● **TASK PROMPT**:
Answer these from the passage on Jefferson's work revising Virginia's laws:
1. In what year did Jefferson bring in the bill forbidding further importation of slaves?
2. How many members were absent at the roll call on the opening of one session?
3. How many days did Jefferson's only son live?

The shade of noble, unpractical Plato must have hovered over the place where this amendment was penned. The community has never existed capable of executing such a scheme. These three benevolent revisers demanded of Virginia a degree of self-control, far-seeing wisdom, and executive genius which a community composed of the elect of the whole human race could not have furnished. All slaves born after the passage of the act were to be free, but they were to remain with their parents during childhood ; then educated at the public expense, “ in tillage, arts, or sciences, according to their geniuses,” until maturity; when they were to be colonized in some convenient place, furnished with arms, implements, and seeds, declared independent, and protected till they were strong enough to protect themselves. While Virginia was employed in this most complicated and not inexpensive business, other ships of hers were to repair to other parts of the e earth, and bring home “an equal number of white inhabitants, to induce whom to migrate hither proper encouragements were to be proposed.” Such ludicrous impossibilities may the wisest of mortals conceive who legislate in the snug retreat of a library, for out-of-door, every-day men, face to face with the universal task !
No enthusiast ever ventured to introduce this amendment into the Legislature. “ It was found,” wrote Mr. Jefferson in 1821, “ that the public mind would not bear the proposition, nor will it bear it even at this day.” One thing Jefferson did accomplish. In 1778 he brought in a bill forbidding the further importation of slaves, which was passed without opposition. This was the only important change which was made in the slave system of Virginia during the Revolutionary period.
During the two years employed in the work of revising the laws, there were four or five sessions of the Legislature, all of them attended by Jefferson. His industry was immense. We find him on numberless committees, and reporting every kind of bill ; even such as related to the discipline of the militia, the rank of marine officers, and the subsistence of members of Congress. There was no great merit then in punctuality of attendance, for punctuality was compelled. At the calling of the roll on the opening of one session, fifty members were absent. Every man of them was ordered under arrest ; nor was one excused until he had risen in his place and stated the reason of his absence. If the reason was accounted sufficient, he was excused without paying the costs of his arrest; if not, he had to pay them. Many and swift journeys fell to Jefferson’s lot during this absorbing time, — to Fredericksburg to meet his brother revisers, a rough ride of a hundred and twenty miles ; to Williamsburg, for the semiannual session ; back suddenly to Monticello, more than once, to attend his sick wife. His only son was born in May, 1777, and lived but seventeen days, though causing his parents many a month of anguish and solicitude. But at home, while the lives of mother and child seemed to hang upon the father’s care, in the intervals of watching, he worked at his part of the revision. He told Dr. Franklin, in August, 1777, that the people of Virginia had laid aside the monarchical, and taken up the republican government “with as much ease as would have attended their throwing off an old and putting on a new suit of clothes.” It was easy to the people of Virginia, because, at this critical time, they were so happy as to possess a few able, experienced, learned, liberal-minded citizens, who thought no labor severe, no self-denial excessive, if exercised in the service of their country.

● **GIVEN MATERIAL**:
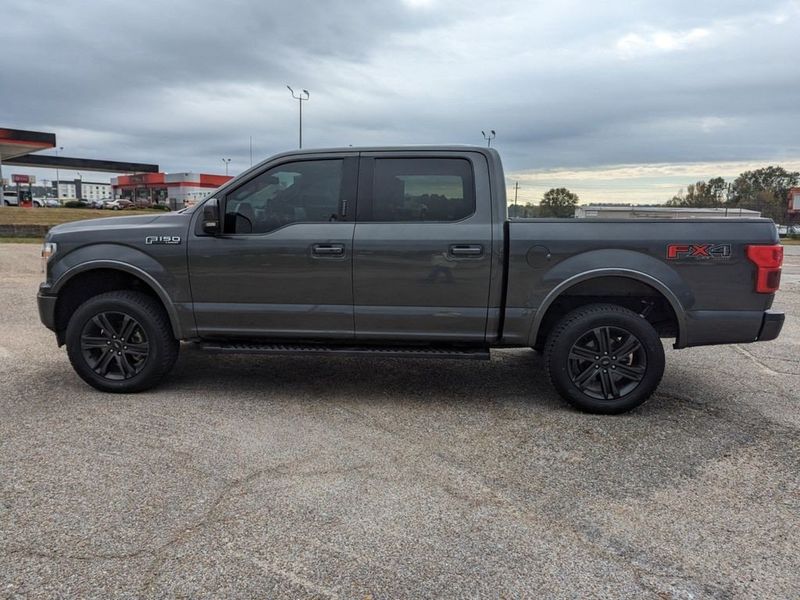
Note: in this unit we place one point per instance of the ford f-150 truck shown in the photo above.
(403, 252)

● **RESPONSE BELOW**:
1. 1778
2. Fifty
3. Seventeen